Set problem >> Copy the agar marshmallow text below word for word, from start to finish.

## START Document extract

Because of the components in gelatine, they are not suitable for vegetarians and vegans. But fear not, here’s one alternative that can produce the same tasty desserts with similar effects!

Agar is the most common vegan alternative for gelatine and it is used frequently in Asian desserts such as ‘kuehs’ (traditional Southeast Asian cakes) and fruit jellies.  They are extracted from a particular seaweed and comes in either flakes, powder or dried sheets like gelatine.

Besides the same use as gelatine, agar agar aids in digestion and are commonly used in fitness diets as it contains high content of fibre.

Talk about eating without having to feel guilty! Here is our fluffy strawberry marshmallow recipe using agar powder:

Ingredients

12.5g agar powder

90ml strawberry puree

150g sugar

90g water

150g glucose

 

Powder Mix

500g corn starch, 500g icing sugar

 

Instructions

  1. Bring strawberry puree to a boil and dissolve agar powder. Once agar powder has been incorporated properly into the mixture, place the liquid in a mixing bowl. Use a whisk attachment for this recipe.

## END Document extract
## START Extracted information

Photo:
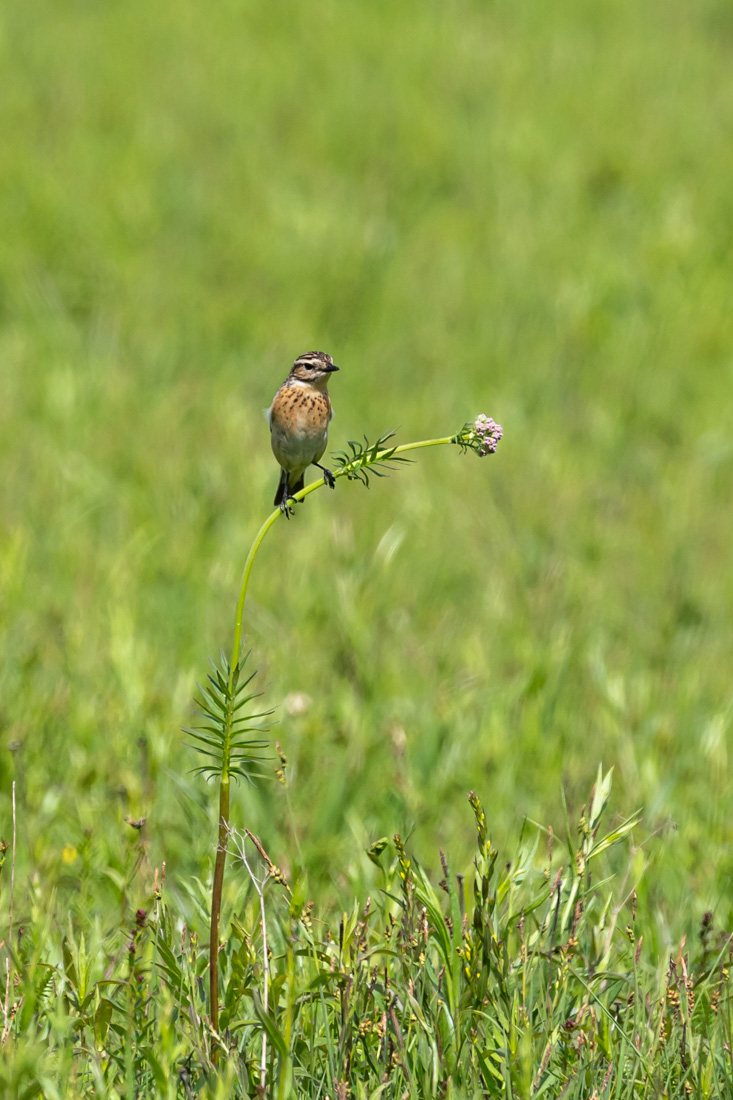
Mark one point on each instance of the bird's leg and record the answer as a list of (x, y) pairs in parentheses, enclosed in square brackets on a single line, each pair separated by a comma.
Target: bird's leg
[(285, 507), (328, 476)]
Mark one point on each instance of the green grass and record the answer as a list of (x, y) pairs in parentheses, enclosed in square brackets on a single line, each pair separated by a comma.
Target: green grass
[(514, 209)]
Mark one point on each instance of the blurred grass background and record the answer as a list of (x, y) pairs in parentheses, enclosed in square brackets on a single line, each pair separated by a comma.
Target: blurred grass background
[(510, 208)]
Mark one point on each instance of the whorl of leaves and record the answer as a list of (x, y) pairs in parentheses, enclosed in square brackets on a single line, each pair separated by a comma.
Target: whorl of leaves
[(221, 733), (368, 457)]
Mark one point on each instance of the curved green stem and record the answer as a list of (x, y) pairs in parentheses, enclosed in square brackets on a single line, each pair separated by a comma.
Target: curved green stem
[(381, 457)]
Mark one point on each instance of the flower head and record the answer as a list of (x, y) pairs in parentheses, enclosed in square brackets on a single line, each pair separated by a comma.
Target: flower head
[(481, 436)]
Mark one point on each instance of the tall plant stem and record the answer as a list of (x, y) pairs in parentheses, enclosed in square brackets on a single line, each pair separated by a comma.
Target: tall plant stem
[(233, 672)]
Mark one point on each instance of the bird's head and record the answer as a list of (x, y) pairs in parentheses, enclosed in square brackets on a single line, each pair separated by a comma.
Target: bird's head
[(313, 366)]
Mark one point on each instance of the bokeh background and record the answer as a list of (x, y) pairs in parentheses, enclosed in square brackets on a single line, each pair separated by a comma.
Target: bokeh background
[(516, 209)]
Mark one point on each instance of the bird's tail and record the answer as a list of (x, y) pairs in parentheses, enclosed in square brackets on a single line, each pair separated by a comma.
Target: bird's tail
[(293, 487)]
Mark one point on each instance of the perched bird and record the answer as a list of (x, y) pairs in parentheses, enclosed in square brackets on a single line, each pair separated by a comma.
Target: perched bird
[(298, 419)]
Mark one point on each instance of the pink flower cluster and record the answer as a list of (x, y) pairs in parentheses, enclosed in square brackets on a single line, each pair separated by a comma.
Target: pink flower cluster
[(489, 433)]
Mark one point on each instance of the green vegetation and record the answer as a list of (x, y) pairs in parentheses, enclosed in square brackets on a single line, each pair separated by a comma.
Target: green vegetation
[(517, 210)]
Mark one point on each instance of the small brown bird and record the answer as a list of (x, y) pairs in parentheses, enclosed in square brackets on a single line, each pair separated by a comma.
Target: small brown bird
[(298, 419)]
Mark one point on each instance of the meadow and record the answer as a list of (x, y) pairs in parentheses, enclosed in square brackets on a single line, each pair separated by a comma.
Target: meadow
[(511, 209)]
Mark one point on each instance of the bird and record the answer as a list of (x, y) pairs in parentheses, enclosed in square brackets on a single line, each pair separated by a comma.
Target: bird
[(298, 419)]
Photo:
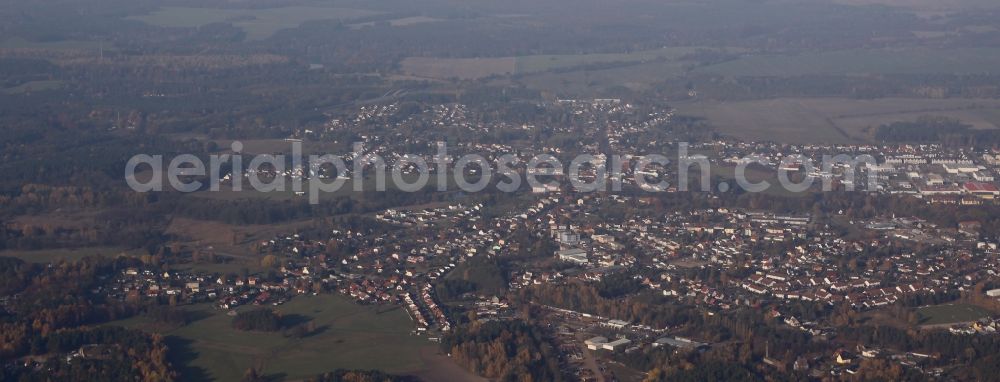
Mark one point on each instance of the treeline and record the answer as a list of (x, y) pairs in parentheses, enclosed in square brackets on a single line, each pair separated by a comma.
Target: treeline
[(108, 354), (44, 299), (261, 320), (504, 350)]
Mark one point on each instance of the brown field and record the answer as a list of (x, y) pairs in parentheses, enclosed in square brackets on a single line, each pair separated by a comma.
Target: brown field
[(832, 120), (228, 238), (461, 68)]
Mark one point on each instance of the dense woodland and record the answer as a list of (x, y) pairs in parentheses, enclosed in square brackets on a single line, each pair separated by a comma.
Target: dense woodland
[(504, 350)]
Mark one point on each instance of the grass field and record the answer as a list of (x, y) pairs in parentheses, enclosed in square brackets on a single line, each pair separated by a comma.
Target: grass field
[(349, 336), (832, 120), (950, 314), (912, 61), (258, 23)]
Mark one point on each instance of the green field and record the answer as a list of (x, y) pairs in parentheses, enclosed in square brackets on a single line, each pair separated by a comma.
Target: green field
[(54, 255), (349, 336), (258, 23), (542, 63), (832, 120), (950, 314), (33, 86), (20, 43), (902, 61), (639, 66)]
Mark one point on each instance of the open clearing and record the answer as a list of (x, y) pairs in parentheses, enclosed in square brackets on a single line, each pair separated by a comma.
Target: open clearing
[(903, 61), (258, 23), (400, 22), (950, 314), (832, 120), (348, 336), (45, 256), (471, 68), (461, 68), (33, 86)]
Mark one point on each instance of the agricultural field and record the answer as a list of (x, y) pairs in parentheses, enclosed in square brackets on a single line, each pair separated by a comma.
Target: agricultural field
[(846, 62), (832, 120), (257, 23), (648, 62), (950, 314), (45, 256), (348, 336), (33, 86), (400, 22), (544, 63), (20, 43), (461, 68)]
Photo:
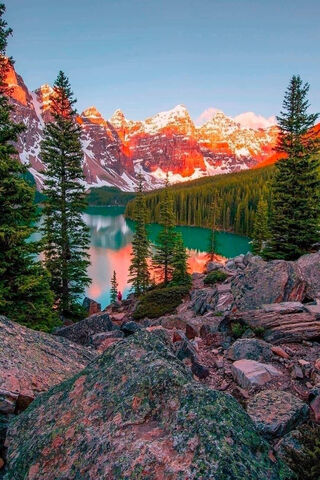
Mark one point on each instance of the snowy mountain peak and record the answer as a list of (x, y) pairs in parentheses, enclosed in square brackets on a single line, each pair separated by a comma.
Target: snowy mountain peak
[(91, 112), (118, 118)]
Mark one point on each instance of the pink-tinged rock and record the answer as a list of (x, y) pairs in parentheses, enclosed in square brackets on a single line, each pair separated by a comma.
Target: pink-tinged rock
[(279, 351), (249, 373), (275, 413), (137, 413), (31, 362)]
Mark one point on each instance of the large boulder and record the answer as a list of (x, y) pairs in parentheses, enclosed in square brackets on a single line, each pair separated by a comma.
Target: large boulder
[(137, 413), (251, 349), (275, 413), (279, 326), (83, 331), (309, 268), (31, 362), (249, 373), (268, 282)]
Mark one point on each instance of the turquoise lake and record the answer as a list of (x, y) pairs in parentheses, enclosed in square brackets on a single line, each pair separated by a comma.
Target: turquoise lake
[(111, 237)]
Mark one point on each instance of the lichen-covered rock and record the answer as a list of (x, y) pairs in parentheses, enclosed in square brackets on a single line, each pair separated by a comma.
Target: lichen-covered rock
[(32, 362), (249, 373), (251, 349), (83, 331), (136, 413), (275, 413)]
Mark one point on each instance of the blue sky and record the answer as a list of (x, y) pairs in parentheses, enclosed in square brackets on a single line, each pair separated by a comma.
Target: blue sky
[(146, 56)]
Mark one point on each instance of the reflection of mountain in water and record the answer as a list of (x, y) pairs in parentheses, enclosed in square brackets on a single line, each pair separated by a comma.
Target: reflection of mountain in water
[(112, 232)]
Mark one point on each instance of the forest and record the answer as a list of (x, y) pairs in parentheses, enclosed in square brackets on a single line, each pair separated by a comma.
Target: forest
[(238, 195)]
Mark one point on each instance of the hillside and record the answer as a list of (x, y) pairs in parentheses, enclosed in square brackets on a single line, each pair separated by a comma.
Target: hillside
[(238, 192)]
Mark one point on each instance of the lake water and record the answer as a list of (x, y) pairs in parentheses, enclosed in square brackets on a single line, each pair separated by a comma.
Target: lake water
[(111, 237)]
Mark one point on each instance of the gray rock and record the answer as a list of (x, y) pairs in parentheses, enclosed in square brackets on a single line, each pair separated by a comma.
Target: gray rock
[(81, 332), (275, 413), (251, 349), (249, 373)]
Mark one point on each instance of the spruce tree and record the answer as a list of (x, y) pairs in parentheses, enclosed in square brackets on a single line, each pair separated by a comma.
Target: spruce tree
[(25, 294), (180, 275), (261, 227), (114, 288), (65, 235), (214, 216), (166, 239), (138, 271), (296, 184)]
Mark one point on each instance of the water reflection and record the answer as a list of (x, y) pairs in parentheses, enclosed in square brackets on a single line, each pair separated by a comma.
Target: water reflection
[(111, 237)]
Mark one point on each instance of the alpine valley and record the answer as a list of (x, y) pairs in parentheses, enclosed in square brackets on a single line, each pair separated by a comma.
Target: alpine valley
[(117, 150)]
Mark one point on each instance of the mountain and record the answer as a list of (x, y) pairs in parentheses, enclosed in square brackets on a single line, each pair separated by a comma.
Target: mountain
[(118, 149)]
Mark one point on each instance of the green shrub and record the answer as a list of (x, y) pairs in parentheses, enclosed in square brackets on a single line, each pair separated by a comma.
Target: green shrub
[(305, 462), (238, 329), (215, 277), (160, 301)]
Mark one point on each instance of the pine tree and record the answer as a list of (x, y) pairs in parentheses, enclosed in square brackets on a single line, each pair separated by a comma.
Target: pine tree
[(114, 288), (296, 184), (25, 294), (65, 235), (214, 215), (166, 239), (261, 227), (180, 275), (138, 271)]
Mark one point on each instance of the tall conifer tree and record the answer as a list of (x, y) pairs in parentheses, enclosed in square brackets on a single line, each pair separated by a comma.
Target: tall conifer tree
[(138, 271), (166, 239), (114, 288), (25, 295), (261, 227), (65, 235), (296, 184)]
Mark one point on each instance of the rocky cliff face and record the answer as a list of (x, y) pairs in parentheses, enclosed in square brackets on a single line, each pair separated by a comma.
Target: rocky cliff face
[(117, 150)]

## END Extracted information

Correct result >>
Because of the components in gelatine, they are not suitable for vegetarians and vegans. But fear not, here’s one alternative that can produce the same tasty desserts with similar effects!

Agar is the most common vegan alternative for gelatine and it is used frequently in Asian desserts such as ‘kuehs’ (traditional Southeast Asian cakes) and fruit jellies.  They are extracted from a particular seaweed and comes in either flakes, powder or dried sheets like gelatine.

Besides the same use as gelatine, agar agar aids in digestion and are commonly used in fitness diets as it contains high content of fibre.

Talk about eating without having to feel guilty! Here is our fluffy strawberry marshmallow recipe using agar powder:

Ingredients

12.5g agar powder

90ml strawberry puree

150g sugar

90g water

150g glucose

 

Powder Mix

500g corn starch, 500g icing sugar

 

Instructions

  1. Bring strawberry puree to a boil and dissolve agar powder. Once agar powder has been incorporated properly into the mixture, place the liquid in a mixing bowl. Use a whisk attachment for this recipe.